> What this task involves
Copy the data below line for line, changing nothing.
——
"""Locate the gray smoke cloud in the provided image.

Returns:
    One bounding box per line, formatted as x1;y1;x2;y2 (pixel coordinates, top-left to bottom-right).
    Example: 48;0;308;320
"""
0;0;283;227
——
> The result
"""Locate the gray smoke cloud in the provided image.

Returns:
    One bounding box per line, formatted as x1;y1;x2;y2 (pixel coordinates, top-left to bottom-right).
    Example: 48;0;308;320
"""
0;0;283;227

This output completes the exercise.